[What you are asked to do]:
A verbatim reproduction of every entry is the expected answer.

Excerpts from a dataset:
>>>>>

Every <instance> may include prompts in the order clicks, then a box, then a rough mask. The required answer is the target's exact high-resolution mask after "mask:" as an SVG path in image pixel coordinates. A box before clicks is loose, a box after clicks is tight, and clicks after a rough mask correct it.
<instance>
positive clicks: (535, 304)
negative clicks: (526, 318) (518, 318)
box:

<<<<<

[Solved exercise]:
Every <instance> may include prompts in the order clicks, then a box, then a rough mask. The required answer is the target's exact high-resolution mask after "mask:" as an SVG path in image pixel coordinates. A box before clicks is loose, a box after clicks is tight, and clicks after a rough mask correct it.
<instance>
positive clicks: (535, 304)
negative clicks: (526, 318) (518, 318)
box:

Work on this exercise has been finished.